Problem
Please transcribe the data exactly as shown, skipping the images.

* * * * *

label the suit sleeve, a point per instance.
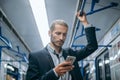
(33, 72)
(91, 44)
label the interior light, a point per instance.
(40, 15)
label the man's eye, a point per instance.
(58, 33)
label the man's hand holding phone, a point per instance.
(65, 66)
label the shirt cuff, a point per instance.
(55, 73)
(89, 25)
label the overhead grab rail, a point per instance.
(5, 40)
(9, 47)
(112, 4)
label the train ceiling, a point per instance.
(20, 14)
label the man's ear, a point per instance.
(49, 33)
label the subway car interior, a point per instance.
(24, 26)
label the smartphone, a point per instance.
(71, 59)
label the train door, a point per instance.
(103, 66)
(11, 72)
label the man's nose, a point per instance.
(62, 37)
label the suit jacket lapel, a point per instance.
(49, 58)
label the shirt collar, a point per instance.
(52, 50)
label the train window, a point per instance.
(107, 66)
(100, 70)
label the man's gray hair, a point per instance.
(59, 22)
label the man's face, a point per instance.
(58, 35)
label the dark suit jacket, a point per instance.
(41, 64)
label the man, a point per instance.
(50, 64)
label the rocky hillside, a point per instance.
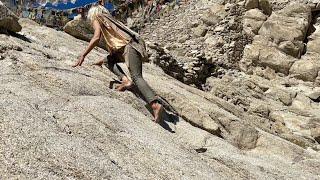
(58, 122)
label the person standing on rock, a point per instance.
(124, 45)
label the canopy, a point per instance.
(69, 5)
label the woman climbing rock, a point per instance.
(124, 45)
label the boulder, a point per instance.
(261, 54)
(200, 31)
(263, 5)
(8, 20)
(214, 15)
(306, 69)
(253, 20)
(251, 4)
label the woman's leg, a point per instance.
(133, 58)
(111, 63)
(134, 61)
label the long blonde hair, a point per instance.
(96, 10)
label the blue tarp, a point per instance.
(69, 5)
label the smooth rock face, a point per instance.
(63, 122)
(59, 122)
(8, 20)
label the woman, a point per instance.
(124, 45)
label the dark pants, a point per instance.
(133, 60)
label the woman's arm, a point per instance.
(93, 42)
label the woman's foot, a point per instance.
(125, 85)
(158, 111)
(99, 63)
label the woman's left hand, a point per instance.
(79, 62)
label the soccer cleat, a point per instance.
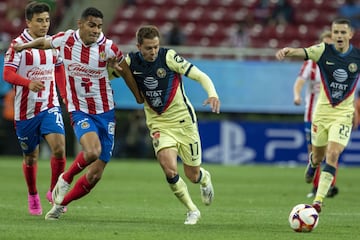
(55, 212)
(312, 193)
(192, 217)
(317, 205)
(34, 204)
(332, 192)
(60, 190)
(207, 192)
(49, 198)
(310, 171)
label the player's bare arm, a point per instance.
(125, 72)
(298, 86)
(39, 43)
(214, 103)
(290, 52)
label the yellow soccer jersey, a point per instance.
(339, 75)
(161, 84)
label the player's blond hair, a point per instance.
(324, 34)
(148, 32)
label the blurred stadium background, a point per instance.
(259, 123)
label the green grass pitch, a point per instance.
(133, 201)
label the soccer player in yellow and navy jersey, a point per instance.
(334, 113)
(170, 116)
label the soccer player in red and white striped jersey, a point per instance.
(86, 52)
(37, 111)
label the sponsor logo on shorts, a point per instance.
(24, 146)
(83, 123)
(156, 137)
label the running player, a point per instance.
(334, 113)
(89, 99)
(170, 116)
(310, 75)
(37, 111)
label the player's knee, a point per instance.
(333, 154)
(59, 150)
(92, 155)
(193, 176)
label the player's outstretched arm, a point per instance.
(125, 71)
(290, 52)
(214, 103)
(39, 43)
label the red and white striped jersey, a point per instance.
(33, 64)
(88, 87)
(311, 73)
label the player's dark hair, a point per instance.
(35, 7)
(91, 11)
(148, 32)
(342, 21)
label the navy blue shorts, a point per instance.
(31, 131)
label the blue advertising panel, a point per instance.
(229, 142)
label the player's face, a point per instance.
(90, 29)
(341, 35)
(39, 24)
(328, 40)
(149, 49)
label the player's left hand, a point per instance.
(214, 104)
(17, 47)
(114, 63)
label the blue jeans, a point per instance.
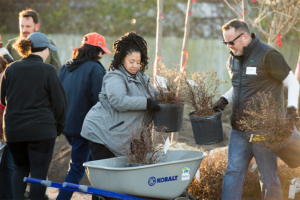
(6, 172)
(81, 153)
(240, 153)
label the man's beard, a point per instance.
(22, 34)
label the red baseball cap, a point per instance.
(97, 40)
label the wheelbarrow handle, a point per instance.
(71, 185)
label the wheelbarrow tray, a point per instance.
(164, 180)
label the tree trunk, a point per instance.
(158, 37)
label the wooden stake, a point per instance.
(245, 12)
(297, 70)
(186, 34)
(159, 18)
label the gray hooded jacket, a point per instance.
(122, 105)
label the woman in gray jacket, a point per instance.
(125, 99)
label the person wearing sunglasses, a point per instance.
(253, 67)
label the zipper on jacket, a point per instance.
(241, 77)
(115, 126)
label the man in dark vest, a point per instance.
(253, 67)
(29, 23)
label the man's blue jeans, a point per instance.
(81, 153)
(6, 172)
(240, 153)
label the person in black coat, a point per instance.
(35, 112)
(81, 78)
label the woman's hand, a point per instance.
(152, 105)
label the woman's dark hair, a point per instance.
(3, 64)
(86, 50)
(130, 42)
(23, 46)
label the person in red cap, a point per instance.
(81, 78)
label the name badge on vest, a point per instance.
(251, 70)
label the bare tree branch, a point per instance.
(259, 28)
(238, 5)
(239, 15)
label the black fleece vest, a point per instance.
(246, 83)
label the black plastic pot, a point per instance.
(207, 130)
(289, 152)
(170, 117)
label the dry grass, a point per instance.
(144, 147)
(213, 168)
(201, 92)
(264, 116)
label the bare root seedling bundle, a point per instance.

* * * * *

Result of the exercise
label the suit sleeve, a point per instance.
(33, 72)
(91, 44)
label the interior light, a point per instance.
(40, 15)
label the man's eye, a point per instance.
(58, 33)
label the man's hand holding phone, a point per instance.
(65, 66)
label the shirt cuff, a point per instance.
(55, 73)
(89, 25)
label the overhead grab rail, a point per instance.
(5, 40)
(9, 47)
(112, 4)
label the train ceiling, a point per instance.
(20, 14)
label the man's ear, a point per instance.
(49, 33)
label the subway car interior, a point per instance.
(24, 26)
label the smartphone, a point per instance.
(71, 59)
label the train door, a point per instance.
(103, 66)
(11, 72)
label the man's nose, a point per instance.
(62, 37)
label the suit jacket lapel, a point per instance.
(49, 58)
label the shirt collar, a point per instance.
(52, 50)
label the train window, a point per instance.
(107, 66)
(100, 70)
label the man's gray hair, a point per instance.
(59, 22)
label the man's face, a point per instance.
(58, 35)
label the dark suit jacket, a point per instance.
(41, 64)
label the man, a point per instance.
(50, 64)
label the rocky hillside, a point per instance.
(58, 122)
label the person standing on rock, a point per instance.
(124, 45)
label the canopy, a point per instance.
(69, 5)
label the woman climbing rock, a point per instance.
(124, 45)
label the boulder, a point per instance.
(261, 54)
(200, 31)
(263, 5)
(8, 20)
(214, 15)
(306, 69)
(253, 20)
(251, 4)
label the woman's leg, a point per instance.
(133, 58)
(111, 63)
(134, 61)
label the long blonde hair, a point per instance.
(96, 10)
label the blue tarp, a point per instance.
(69, 5)
label the smooth rock face, a point per instance.
(63, 122)
(59, 122)
(8, 20)
label the woman, a point per instance.
(124, 45)
label the dark pants, a point per instance.
(133, 60)
label the woman's arm, a point per instance.
(93, 42)
label the woman's foot, a point per instance.
(125, 85)
(158, 111)
(99, 63)
label the woman's left hand, a point per instance.
(79, 62)
label the soccer cleat, a point per instance.
(55, 212)
(312, 193)
(192, 217)
(317, 205)
(34, 204)
(332, 192)
(60, 190)
(207, 192)
(49, 198)
(310, 171)
label the player's bare arm, a point per instance.
(125, 72)
(298, 86)
(39, 43)
(214, 103)
(290, 52)
label the yellow soccer jersey, a point per instance.
(339, 75)
(161, 84)
label the player's blond hair, a point per instance.
(324, 34)
(148, 32)
label the blurred stadium background, a point per instance.
(259, 123)
label the green grass pitch, a point per instance.
(133, 201)
label the soccer player in yellow and navy jersey, a point per instance.
(334, 113)
(170, 116)
label the soccer player in red and white striped jersey, a point per instance.
(86, 52)
(37, 111)
label the sponsor logo on shorts, a point per instance.
(24, 146)
(83, 123)
(156, 137)
label the running player, a point per instance.
(334, 113)
(89, 99)
(170, 116)
(310, 75)
(37, 111)
label the player's knee, a point per instance.
(333, 154)
(59, 150)
(92, 155)
(193, 176)
label the player's outstretched arm, a point per instance.
(125, 71)
(290, 52)
(214, 103)
(39, 43)
label the red and white striped jersey, a point per instance.
(33, 64)
(88, 87)
(311, 73)
label the player's dark hair, a point per instance.
(35, 7)
(91, 11)
(148, 32)
(342, 21)
label the navy blue shorts, a point per instance.
(31, 131)
label the blue advertising panel, a point per instance.
(229, 142)
label the player's face, a point per instance.
(90, 29)
(341, 35)
(39, 24)
(328, 40)
(149, 49)
label the player's left hand, a point per instance.
(214, 104)
(17, 47)
(114, 63)
label the blue jeans, a point per instance.
(6, 172)
(81, 153)
(240, 153)
label the man's beard, a point per instance.
(22, 34)
label the red baseball cap, a point per instance.
(97, 40)
label the wheelbarrow handle, a point per instance.
(71, 185)
label the wheelbarrow tray, a point per instance.
(164, 180)
label the tree trunk, a point per instance.
(158, 37)
label the wooden stake, a point per instance.
(245, 12)
(297, 70)
(186, 34)
(159, 18)
label the gray hooded jacket, a point per instance.
(122, 105)
label the woman in gray jacket, a point per instance.
(125, 99)
label the person wearing sunglasses, a point per instance.
(253, 67)
label the zipper on jacket, a point per instance.
(241, 77)
(115, 126)
label the man in dark vest, a point per instance.
(253, 67)
(29, 23)
label the man's blue jeans, a point per instance.
(81, 153)
(6, 172)
(240, 153)
label the person in black coat, a point per instance.
(35, 112)
(81, 78)
label the woman's hand, a point per instance.
(152, 105)
label the woman's dark hair, a point per instance.
(3, 64)
(86, 50)
(130, 42)
(23, 46)
label the person in red cap, a point per instance.
(81, 78)
label the name badge on vest, a point per instance.
(251, 70)
label the bare tree branch, a point per instance.
(259, 28)
(238, 5)
(239, 15)
label the black fleece vest, a point per instance.
(246, 83)
label the black plastic pot, a point per instance.
(207, 130)
(289, 152)
(170, 117)
label the dry grass, a point per instance.
(144, 147)
(213, 168)
(201, 92)
(264, 116)
label the bare root seedling bundle, a point per instance.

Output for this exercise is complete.